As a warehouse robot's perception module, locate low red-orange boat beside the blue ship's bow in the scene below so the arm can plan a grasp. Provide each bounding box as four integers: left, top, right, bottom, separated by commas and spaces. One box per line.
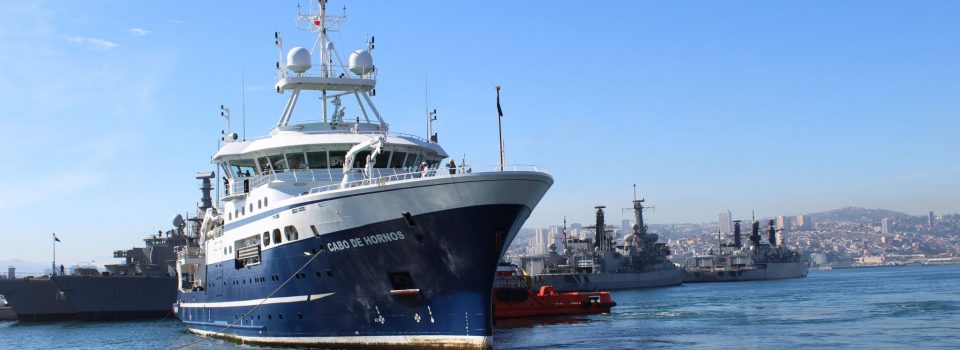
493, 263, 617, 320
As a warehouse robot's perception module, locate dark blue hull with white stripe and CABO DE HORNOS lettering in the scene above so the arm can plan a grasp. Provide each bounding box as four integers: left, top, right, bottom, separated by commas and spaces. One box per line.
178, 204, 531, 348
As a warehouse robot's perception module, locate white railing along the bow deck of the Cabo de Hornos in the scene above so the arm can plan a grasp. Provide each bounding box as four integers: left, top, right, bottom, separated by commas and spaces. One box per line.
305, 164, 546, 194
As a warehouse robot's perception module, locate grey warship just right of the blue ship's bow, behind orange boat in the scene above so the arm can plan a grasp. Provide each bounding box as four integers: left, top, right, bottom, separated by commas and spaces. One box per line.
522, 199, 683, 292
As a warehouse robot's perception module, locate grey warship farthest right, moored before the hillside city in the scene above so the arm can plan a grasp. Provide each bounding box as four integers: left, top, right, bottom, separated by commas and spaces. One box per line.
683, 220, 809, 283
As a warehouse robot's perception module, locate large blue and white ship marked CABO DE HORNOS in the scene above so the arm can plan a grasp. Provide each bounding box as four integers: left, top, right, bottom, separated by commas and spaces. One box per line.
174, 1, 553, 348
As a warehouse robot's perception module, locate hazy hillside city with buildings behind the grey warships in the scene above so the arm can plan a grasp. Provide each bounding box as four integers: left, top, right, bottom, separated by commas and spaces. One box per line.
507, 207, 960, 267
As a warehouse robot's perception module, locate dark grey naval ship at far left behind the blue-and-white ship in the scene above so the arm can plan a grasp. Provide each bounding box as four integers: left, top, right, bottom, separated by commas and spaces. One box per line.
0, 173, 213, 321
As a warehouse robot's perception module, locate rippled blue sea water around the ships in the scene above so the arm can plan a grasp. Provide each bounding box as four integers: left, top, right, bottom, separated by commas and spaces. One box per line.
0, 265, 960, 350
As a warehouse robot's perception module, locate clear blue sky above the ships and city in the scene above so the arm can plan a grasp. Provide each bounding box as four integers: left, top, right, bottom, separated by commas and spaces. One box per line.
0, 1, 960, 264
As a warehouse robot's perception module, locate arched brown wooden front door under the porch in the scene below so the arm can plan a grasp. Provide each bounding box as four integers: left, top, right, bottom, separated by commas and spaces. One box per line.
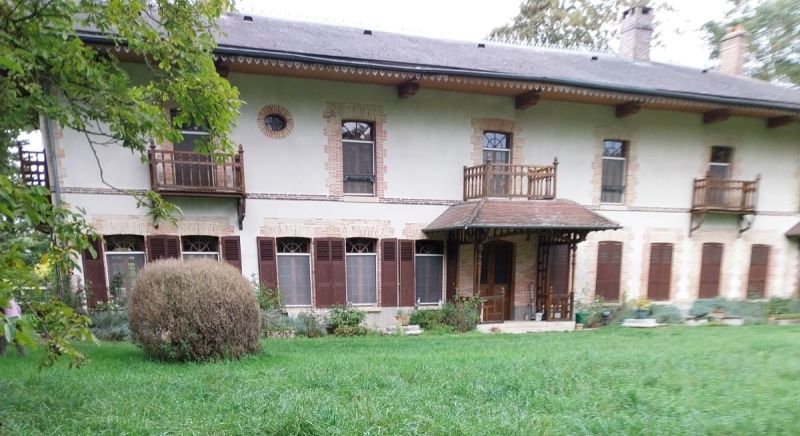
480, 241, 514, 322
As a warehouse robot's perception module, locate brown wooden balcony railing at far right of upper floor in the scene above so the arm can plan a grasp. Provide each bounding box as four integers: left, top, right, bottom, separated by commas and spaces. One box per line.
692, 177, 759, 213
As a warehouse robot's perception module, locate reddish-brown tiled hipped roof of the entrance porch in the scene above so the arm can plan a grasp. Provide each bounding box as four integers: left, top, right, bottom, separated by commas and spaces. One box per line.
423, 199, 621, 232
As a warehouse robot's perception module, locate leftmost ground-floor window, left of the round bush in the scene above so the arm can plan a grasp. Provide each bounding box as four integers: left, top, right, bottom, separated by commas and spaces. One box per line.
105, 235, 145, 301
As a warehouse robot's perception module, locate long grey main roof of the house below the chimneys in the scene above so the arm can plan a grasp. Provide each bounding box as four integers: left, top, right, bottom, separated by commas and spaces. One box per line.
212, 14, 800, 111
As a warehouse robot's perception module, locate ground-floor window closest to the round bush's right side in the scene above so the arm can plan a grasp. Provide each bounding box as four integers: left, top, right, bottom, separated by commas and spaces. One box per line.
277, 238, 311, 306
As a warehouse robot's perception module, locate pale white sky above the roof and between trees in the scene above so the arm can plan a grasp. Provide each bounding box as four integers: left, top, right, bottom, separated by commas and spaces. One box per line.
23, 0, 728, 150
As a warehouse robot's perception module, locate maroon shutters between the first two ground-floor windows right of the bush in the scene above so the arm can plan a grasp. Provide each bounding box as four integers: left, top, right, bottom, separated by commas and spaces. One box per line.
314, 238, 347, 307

* What you should do *
Leaving aside the pictures, copy the listing above exactly.

* Exercise answer *
As a warehouse robot's perception module, locate low red-orange boat beside the blue ship's bow in the scene below so the arm can plan a grasp. Provide each bounding box as four integers: left, top, right, bottom, separated by commas and spaces. One box per line.
493, 263, 617, 320
As a warehouse robot's perception module, locate dark blue hull with white stripe and CABO DE HORNOS lettering in the scene above so the arm can plan a grasp. Provide each bounding box as four integers: left, top, right, bottom, separated by commas and spaces. One box per line.
178, 204, 531, 348
As a warehouse robot's perception module, locate white railing along the bow deck of the Cabo de Hornos in the scene above so the arm can plan a grasp. Provide each bounding box as four integers: left, top, right, bottom, separated by commas and spaces. One box per line.
305, 164, 546, 194
As a warehouse robot's perception module, locate grey warship just right of the blue ship's bow, behind orange boat in the scene above so the arm can plan a grasp. Provide each bounding box as four integers: left, top, right, bottom, separated by commas and spaces. One box per line.
522, 199, 683, 292
As a warehouse robot's perception module, locate grey warship farthest right, moored before the hillside city in the scene above so the arm can plan a grasp. Provide each bounding box as four integers: left, top, right, bottom, separated by commas and spaces. One box per line.
683, 220, 809, 283
As a warehouse robot's perception module, locate large blue and white ship marked CABO DE HORNOS in the scene above so the arm can plan a grasp. Provide each bounding box as four integers: left, top, right, bottom, separated by commas and spaces. One box per line.
174, 1, 553, 348
As a warehouse robot's perception module, locate hazy hillside city with buildings behind the grey warships in the scene above so the arm can plan a grasp. Provide each bounding box as four integers: left, top, right, bottom, separated by commas and spaces. One box per line.
507, 207, 960, 267
As a warehouse robot's perception module, locate dark grey naval ship at far left behind the blue-and-white ship in the scene above so the arm can plan a grasp. Provide each bounding box as four integers: left, top, right, bottom, separated by commas and spaces. One box per line.
0, 173, 213, 321
As a warehouse robot's perception module, locate rippled blue sea water around the ships in the scene above so the arm can plan a grasp. Provide each bounding box as four integers: left, top, right, bottom, separated by commas and spaces. One box per line.
0, 265, 960, 350
As a warehouse robot's perception module, locate clear blue sky above the ships and city in the scene above so the arm can plan a grasp. Provide each bounding box as four integers: left, top, right, bottom, separated by commas and spaces. One box per line.
0, 1, 960, 264
As a warehouse robot's perception module, locate arched brown wooden front door under the porch in the scene below so the arm can plan a grasp. Provide each bounding box as four integers: left, top, right, bottom, separated by commas and spaces. One box per line.
480, 241, 514, 322
As a warehouse robot's perception module, locate brown wooden balcony railing at far right of upper floor in the scene above so the arm can plan a grasp. Provide each bounding box as four integers: left, top, right, bottom, separated by commas and spaces. One box per line.
692, 177, 759, 213
As a warehouse robot's perception module, locate reddish-brown tiled hipped roof of the entrance porch in the scene above so the arm can plan a grasp. Provide each bounding box as four integers: left, top, right, bottom, separated by commas and spaces. One box per line.
423, 199, 621, 232
As a warehouse robot's perception module, locate leftmost ground-floor window, left of the round bush in the scene above so the arm can plan a grasp. Provide each bounding box as four integers: left, top, right, bottom, separated by commas and spaces. One box per line.
105, 235, 145, 301
As a warehouse robot's perception module, locate long grey main roof of the house below the chimneys in the scene above so the arm can plan a grasp. Provide each bounding box as four integers: left, top, right, bottom, separated by commas and spaces. One box per line.
212, 14, 800, 111
As a warehouse robot's perception module, locate ground-floor window closest to the round bush's right side in the scene above so the arm can plan a grasp. Provide each bounding box as four integers: left, top, right, bottom, separated by commas and spaces. One box per line.
277, 238, 311, 306
As a warehouse robot's perception module, locate pale white sky above the roof and between trees in the scene above so the arm can plan a grasp. Provide each bounding box as four integers: left, top, right, bottom, separated by commas and spaces. One box per line.
23, 0, 728, 150
As a warehouse robot's perception module, locate maroon shutters between the first two ground-floor windows right of the bush in the scene above so the arm can plan a grasp. Provide each bounding box as four integers: left, top, right, bottom, separated by commas and spaces. One box per line.
314, 238, 347, 307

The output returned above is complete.